Could you output each line of the data that follows exactly?

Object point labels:
........
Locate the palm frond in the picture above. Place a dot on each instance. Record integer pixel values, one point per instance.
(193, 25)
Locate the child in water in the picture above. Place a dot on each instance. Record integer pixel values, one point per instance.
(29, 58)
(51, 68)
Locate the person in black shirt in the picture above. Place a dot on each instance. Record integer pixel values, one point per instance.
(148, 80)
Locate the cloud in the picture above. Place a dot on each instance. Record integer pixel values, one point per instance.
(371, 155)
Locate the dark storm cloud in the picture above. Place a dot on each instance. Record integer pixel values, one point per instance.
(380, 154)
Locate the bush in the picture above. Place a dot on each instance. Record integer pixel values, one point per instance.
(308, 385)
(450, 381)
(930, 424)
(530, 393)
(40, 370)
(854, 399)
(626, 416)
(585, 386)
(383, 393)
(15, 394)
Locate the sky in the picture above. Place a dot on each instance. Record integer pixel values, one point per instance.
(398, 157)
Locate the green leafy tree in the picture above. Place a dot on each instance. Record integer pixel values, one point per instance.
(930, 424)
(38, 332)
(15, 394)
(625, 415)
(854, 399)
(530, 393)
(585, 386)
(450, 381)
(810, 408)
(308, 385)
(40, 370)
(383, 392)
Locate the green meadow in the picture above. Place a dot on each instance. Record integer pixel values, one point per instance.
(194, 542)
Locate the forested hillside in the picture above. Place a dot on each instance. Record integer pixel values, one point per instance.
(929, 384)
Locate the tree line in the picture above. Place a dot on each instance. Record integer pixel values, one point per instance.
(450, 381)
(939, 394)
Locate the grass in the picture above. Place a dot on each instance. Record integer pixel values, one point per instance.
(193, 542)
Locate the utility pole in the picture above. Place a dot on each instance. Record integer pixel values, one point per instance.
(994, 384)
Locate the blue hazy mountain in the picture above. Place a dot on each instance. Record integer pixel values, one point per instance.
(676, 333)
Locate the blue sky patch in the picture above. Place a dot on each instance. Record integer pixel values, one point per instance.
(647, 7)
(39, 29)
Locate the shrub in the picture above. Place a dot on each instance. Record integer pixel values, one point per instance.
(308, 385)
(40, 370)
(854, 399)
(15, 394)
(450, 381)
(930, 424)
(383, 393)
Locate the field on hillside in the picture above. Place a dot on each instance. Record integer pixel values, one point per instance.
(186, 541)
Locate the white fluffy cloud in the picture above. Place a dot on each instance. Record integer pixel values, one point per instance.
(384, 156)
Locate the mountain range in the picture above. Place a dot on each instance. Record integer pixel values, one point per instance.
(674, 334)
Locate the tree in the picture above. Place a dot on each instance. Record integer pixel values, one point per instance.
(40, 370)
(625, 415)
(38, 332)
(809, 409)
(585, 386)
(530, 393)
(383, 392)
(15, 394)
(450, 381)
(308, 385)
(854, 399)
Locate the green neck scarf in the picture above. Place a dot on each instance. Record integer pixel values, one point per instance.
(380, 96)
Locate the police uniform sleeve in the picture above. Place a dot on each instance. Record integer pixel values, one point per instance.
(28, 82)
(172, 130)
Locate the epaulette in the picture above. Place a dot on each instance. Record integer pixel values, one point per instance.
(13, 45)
........
→ PROBLEM SOLUTION
Locate the palm frond in the picture above. Place a dot on each instance. Record integer pixel values, one point per instance.
(193, 25)
Locate the child in water in the picture above. Place a dot on each instance. Record integer pixel values, one point per instance.
(29, 58)
(51, 68)
Locate the person in black shirt in the picture above. Place a dot on each instance. Record integer pixel values, one point per instance.
(148, 80)
Locate the cloud in the picture above. Place a dot on each instance. Record integer pixel values, one point per instance.
(371, 155)
Locate the dark storm cloud in the picture above. Place a dot on each instance. Record integer pixel values, one point per instance.
(380, 154)
Locate the bush in the picture above. Place a dot on each instance. Record integer pixel values, one point per instance.
(308, 385)
(450, 381)
(930, 424)
(530, 393)
(40, 370)
(854, 399)
(626, 416)
(585, 386)
(383, 393)
(15, 394)
Locate the sky in the picture above. Place a dot on each instance. Record integer pixel values, one point per instance.
(398, 157)
Locate the green leafy tree in the picture above. Place a dot on each instance. Record integer pixel values, one point per instance.
(930, 424)
(38, 332)
(15, 394)
(625, 415)
(854, 399)
(530, 393)
(585, 386)
(450, 381)
(810, 408)
(308, 385)
(40, 370)
(383, 392)
Locate the green meadow in the picture above. Place a dot on each instance. Record integer pixel values, one point per instance.
(194, 542)
Locate the forested hillside in the picture above. Place a dot on each instance. Record integer pixel values, one point per instance.
(929, 384)
Locate the tree line in the picture above. Place a dot on each instance. Record integer pixel values, one point per instance.
(450, 381)
(939, 394)
Locate the grass in the picture above. Place a dot on each instance. Record integer pixel values, one point per instance.
(193, 542)
Locate the utility pole in the picture above. Place a dot on each instance. Record integer pixel values, one point per instance.
(994, 384)
Locate the blue hazy mountain in the picture above. Place a dot on each instance. Record integer pixel values, one point per instance.
(676, 333)
Locate the blue sky patch in the picture above. Place a dot on each instance. Record integer pixel values, one point per instance.
(647, 7)
(39, 29)
Locate the shrub in the picture above. Place a dot on each instance. Record integer pixel values, one point per instance.
(308, 385)
(40, 370)
(854, 399)
(15, 394)
(450, 381)
(930, 424)
(383, 393)
Locate the field on hillside in the picture above. Place a dot on each instance. Record integer pixel values, one point per instance.
(186, 541)
Locate the white fluffy cloud in the picture above. Place a dot on each instance. Record integer pixel values, one point per instance.
(384, 156)
Locate the mountain range in the picture above. Place a dot on each instance. Record integer pixel values, one point per instance.
(674, 334)
Locate the tree in the picture above. Place a dot on each instance. Record integer pixel values, one point per instance.
(40, 370)
(625, 415)
(38, 332)
(809, 409)
(585, 386)
(530, 393)
(383, 392)
(15, 394)
(450, 381)
(308, 385)
(854, 399)
Locate the green neck scarf in the picture above. Place a dot on each instance. Record integer pixel values, one point per instance.
(380, 96)
Locate the police uniform sleeve in the picture above. Place a dot on each instance. Record integer pixel values, one point per instance.
(28, 82)
(172, 130)
Locate the epaulette in the picture above. Place a dot on each instance. Record integer pixel values, one point per instance.
(13, 45)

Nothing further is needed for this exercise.